Ein Dorf mit Windrädern im Hintergrund
In Feldheim fließt der Strom direkt von der Trafoübergabestation des Windparks in das Netz des Dorfwerks. Deshalb fallen keine Netzgebühren an. (Foto: Neue Energien Forum Feldheim)

Zahlreiche Dörfer in Deutschland gestalten seit Jahrzehnten ihre Energieversorgung in Eigenregie. Mitunter als widerspenstige Dörfer bezeichnet, haben die Konzepte zur Eigenversorgung heute Vorbildcharakter. Drei Beispiele erzählen von der Tatkraft kommunaler Akteure.

03.05.2023 – Im Sommer 2022 hat Brandenburgs Bauminister Guido Beermann das „erste energieautarke Dorf Deutschlands“ besucht. Seither wurde die Kunde vom Energiewunder Feldheim durch die ganze Republik getragen. Das kleine Dorf Feldheim hat gut 200 Einwohner und ist ein Stadtteil von Treuenbrietzen im Südwesten von Brandenburg.

(Datenzeilen)
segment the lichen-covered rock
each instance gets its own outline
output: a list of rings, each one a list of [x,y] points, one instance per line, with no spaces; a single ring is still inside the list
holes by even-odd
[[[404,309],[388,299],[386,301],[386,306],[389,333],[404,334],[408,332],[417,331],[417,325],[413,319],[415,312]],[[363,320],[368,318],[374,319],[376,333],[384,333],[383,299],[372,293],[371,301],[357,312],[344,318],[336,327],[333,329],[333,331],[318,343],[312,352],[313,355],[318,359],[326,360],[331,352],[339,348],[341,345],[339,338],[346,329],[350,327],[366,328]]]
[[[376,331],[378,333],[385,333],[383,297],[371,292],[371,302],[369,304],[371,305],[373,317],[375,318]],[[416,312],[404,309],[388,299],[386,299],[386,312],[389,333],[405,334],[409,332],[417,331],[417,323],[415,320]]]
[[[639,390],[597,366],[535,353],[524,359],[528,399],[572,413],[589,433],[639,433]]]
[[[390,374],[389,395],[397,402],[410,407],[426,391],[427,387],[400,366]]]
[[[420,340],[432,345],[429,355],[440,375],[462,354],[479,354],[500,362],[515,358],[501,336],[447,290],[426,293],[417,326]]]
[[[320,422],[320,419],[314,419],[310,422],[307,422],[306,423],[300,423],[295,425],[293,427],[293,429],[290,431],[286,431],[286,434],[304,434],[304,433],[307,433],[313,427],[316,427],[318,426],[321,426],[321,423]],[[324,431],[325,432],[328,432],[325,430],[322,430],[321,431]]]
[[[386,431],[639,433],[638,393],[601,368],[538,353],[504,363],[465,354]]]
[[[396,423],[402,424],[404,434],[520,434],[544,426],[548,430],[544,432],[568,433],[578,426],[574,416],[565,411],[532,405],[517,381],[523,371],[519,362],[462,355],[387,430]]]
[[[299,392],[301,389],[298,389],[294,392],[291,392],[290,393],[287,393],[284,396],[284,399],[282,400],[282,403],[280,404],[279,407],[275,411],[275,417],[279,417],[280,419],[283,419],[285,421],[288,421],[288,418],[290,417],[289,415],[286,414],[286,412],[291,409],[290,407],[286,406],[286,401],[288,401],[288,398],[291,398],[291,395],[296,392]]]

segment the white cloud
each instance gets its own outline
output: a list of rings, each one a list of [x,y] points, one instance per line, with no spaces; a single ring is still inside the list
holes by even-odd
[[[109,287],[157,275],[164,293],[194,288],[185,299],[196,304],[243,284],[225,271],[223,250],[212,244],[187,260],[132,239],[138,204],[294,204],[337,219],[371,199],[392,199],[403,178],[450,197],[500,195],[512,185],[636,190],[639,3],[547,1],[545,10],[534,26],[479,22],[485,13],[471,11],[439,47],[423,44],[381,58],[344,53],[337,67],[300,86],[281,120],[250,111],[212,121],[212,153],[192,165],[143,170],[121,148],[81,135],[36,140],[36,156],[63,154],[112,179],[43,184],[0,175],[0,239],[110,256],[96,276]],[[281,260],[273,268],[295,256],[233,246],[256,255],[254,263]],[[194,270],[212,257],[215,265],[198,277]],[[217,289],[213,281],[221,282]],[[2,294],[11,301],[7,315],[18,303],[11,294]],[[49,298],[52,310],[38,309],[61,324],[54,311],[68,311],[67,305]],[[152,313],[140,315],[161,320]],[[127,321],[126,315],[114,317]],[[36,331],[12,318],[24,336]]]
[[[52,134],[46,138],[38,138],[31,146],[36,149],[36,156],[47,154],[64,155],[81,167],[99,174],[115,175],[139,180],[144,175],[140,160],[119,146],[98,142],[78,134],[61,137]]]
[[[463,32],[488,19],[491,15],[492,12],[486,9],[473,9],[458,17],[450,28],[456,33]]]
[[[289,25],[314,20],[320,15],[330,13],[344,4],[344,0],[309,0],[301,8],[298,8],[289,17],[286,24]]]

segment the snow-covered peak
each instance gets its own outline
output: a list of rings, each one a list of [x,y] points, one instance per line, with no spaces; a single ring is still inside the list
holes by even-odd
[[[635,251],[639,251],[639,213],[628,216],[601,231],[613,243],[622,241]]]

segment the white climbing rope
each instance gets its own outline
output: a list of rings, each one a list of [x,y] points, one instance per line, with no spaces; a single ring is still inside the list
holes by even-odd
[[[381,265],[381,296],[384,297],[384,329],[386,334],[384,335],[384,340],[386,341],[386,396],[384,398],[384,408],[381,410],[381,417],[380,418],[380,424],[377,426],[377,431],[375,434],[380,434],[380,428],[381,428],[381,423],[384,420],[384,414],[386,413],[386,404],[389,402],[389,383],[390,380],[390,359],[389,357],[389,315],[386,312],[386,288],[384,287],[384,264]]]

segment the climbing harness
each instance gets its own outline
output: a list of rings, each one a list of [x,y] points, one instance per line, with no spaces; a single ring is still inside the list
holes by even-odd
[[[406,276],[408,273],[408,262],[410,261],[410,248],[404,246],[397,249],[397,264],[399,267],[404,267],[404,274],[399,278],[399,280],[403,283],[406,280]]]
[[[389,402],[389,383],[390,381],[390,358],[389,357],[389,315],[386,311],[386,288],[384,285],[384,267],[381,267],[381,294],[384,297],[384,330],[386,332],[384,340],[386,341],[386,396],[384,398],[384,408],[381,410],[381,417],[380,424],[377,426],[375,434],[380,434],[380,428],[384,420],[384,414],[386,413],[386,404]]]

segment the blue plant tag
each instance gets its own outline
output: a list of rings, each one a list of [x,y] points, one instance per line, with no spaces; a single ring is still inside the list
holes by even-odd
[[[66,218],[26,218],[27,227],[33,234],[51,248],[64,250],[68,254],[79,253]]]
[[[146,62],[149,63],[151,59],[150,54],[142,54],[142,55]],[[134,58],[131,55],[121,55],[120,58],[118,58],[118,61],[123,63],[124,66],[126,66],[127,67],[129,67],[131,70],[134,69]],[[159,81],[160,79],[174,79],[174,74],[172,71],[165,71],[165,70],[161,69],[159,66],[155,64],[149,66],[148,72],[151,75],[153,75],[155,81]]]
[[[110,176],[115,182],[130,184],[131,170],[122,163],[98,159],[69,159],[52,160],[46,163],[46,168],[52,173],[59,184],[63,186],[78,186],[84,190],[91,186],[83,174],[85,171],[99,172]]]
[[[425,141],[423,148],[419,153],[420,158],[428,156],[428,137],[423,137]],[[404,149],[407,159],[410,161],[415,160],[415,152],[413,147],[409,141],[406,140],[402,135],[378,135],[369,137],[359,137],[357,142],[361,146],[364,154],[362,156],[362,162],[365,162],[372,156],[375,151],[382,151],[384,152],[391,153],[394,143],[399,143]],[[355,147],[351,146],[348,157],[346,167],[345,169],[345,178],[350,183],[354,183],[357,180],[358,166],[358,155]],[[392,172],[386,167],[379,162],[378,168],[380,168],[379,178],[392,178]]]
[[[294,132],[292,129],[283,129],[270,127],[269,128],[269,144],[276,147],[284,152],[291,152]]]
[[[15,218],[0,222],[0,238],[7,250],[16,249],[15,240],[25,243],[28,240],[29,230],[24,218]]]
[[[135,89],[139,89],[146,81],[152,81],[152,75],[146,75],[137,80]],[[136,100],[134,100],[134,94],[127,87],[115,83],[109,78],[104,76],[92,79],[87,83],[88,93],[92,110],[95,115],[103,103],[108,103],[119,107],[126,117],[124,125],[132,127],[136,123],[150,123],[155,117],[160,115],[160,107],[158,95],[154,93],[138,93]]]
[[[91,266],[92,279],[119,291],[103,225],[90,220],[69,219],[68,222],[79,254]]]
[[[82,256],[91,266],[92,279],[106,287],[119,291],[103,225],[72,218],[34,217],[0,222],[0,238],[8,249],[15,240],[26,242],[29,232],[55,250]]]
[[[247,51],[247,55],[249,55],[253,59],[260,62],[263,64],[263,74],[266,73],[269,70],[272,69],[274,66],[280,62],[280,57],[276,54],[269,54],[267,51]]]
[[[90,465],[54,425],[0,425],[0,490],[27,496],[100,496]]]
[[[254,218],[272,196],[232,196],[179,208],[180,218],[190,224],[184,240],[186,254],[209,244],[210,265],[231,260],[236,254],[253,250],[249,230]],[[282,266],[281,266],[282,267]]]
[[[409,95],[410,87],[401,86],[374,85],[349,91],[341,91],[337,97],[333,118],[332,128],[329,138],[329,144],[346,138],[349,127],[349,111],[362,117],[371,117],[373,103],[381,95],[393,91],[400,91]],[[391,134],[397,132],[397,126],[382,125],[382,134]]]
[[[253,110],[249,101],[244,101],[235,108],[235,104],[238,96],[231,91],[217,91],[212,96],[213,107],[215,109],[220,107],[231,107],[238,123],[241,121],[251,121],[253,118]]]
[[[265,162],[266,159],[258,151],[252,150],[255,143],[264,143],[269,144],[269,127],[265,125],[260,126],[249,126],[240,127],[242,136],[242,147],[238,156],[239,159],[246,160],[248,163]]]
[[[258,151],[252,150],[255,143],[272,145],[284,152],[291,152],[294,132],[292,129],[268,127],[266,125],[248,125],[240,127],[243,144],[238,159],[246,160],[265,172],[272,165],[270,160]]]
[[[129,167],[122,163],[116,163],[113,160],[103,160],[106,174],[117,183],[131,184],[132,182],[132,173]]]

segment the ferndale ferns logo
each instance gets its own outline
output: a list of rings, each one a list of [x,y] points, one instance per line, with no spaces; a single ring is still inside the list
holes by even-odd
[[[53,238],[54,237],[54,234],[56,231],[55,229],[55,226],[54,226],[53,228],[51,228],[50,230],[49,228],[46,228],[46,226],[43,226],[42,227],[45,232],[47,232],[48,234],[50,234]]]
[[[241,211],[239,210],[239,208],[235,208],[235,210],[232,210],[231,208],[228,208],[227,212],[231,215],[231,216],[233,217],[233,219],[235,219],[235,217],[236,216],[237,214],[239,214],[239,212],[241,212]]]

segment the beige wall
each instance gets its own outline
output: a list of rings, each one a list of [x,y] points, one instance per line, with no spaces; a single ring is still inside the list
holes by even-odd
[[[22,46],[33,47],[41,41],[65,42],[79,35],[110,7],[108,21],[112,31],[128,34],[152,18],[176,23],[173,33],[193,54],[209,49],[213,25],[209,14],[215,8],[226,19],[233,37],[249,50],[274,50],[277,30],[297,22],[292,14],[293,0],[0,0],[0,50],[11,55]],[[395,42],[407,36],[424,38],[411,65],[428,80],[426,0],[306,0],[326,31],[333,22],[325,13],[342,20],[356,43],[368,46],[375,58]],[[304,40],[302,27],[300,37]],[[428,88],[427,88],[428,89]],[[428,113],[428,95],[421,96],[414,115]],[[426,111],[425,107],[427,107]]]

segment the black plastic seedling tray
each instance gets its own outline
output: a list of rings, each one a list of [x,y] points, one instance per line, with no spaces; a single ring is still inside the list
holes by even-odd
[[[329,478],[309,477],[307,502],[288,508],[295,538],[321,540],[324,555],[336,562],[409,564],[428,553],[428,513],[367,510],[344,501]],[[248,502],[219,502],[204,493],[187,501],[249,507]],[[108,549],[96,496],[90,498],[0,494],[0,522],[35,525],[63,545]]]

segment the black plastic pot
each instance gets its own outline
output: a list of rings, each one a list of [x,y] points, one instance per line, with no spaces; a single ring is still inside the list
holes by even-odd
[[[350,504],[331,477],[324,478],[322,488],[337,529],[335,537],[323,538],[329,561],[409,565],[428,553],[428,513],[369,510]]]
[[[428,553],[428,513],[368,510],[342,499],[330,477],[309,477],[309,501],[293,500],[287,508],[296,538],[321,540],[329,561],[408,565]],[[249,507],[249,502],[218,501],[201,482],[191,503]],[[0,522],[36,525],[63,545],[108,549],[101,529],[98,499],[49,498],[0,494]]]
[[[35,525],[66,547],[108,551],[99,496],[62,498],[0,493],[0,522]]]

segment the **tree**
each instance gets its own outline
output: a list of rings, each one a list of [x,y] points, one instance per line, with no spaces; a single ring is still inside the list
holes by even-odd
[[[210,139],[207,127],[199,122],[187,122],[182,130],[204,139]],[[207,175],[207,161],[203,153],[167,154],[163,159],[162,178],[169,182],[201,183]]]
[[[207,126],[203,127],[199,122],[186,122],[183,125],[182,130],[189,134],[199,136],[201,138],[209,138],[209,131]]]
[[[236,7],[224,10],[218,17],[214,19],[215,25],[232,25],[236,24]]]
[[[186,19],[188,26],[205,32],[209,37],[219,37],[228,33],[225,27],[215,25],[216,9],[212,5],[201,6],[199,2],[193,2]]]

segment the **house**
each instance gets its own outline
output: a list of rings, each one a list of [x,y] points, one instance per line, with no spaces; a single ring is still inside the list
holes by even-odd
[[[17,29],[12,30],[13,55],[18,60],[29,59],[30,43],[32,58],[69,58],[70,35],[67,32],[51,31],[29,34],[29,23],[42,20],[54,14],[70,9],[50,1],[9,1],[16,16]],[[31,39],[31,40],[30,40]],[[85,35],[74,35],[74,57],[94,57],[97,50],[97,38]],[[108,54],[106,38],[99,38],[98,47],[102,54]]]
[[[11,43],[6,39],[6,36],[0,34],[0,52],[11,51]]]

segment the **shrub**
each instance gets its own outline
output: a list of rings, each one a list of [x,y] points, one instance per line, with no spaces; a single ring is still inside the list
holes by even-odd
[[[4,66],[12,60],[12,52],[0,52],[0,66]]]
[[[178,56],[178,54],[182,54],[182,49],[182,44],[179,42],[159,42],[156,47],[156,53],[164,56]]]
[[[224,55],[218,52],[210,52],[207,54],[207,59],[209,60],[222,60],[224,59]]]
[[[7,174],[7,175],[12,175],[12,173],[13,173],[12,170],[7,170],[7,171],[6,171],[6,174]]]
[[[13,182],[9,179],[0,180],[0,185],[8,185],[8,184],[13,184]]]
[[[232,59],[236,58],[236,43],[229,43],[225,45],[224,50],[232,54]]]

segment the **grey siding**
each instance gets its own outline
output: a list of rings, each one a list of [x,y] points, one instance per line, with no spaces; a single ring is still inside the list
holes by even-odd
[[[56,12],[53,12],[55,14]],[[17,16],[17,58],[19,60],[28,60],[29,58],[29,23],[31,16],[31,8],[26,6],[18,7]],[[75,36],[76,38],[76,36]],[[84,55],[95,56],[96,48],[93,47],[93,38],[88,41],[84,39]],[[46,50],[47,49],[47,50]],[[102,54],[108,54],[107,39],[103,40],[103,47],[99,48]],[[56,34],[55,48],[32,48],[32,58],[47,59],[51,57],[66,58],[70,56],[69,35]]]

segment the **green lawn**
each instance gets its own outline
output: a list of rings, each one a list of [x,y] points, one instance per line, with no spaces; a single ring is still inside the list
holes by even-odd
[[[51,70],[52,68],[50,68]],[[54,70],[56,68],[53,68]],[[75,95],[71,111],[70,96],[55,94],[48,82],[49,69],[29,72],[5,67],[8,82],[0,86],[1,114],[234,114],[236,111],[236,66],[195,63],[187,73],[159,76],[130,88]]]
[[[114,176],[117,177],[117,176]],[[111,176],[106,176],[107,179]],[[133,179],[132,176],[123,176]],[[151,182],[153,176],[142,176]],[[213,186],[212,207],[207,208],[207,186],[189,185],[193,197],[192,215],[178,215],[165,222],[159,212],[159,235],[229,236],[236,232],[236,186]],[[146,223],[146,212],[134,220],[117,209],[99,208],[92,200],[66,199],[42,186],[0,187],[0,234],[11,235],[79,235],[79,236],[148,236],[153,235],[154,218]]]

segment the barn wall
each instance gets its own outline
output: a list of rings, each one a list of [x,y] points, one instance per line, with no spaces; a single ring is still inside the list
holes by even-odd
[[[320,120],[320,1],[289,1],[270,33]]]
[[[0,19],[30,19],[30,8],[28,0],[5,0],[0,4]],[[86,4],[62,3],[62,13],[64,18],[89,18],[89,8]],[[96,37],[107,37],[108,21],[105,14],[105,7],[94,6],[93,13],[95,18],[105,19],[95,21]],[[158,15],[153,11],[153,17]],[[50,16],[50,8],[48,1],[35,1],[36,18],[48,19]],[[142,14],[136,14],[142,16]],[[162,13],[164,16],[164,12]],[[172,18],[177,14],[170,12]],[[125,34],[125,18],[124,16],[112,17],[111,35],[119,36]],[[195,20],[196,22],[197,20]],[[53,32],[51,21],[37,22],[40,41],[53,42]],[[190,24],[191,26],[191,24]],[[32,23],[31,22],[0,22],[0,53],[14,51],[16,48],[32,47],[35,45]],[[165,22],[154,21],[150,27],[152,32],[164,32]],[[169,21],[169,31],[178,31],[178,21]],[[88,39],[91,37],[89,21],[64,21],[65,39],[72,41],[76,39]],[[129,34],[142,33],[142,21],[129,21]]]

◆ Aufgaben
(1) Beantworte zum Textauszug über Feldheim diese Fragen:
(a) Wie viele Einwohner hat Feldheim?
(b) Wer besuchte das Dorf im Sommer 2022?
(c) Warum fallen in Feldheim keine Netzgebühren an?
(2) Führe jede Zeile der Datensätze auf, in der das Wort „climbing“ vorkommt.
Textauszug und Datensätze stehen in keinem Zusammenhang.

◆ Ergebnisse
(1)
(a) Gut 200 Einwohner.
(b) Brandenburgs Bauminister Guido Beermann.
(c) Der Strom fließt direkt von der Trafoübergabestation des Windparks in das Netz des Dorfwerks.

(2)
segment the white climbing rope
segment the climbing harness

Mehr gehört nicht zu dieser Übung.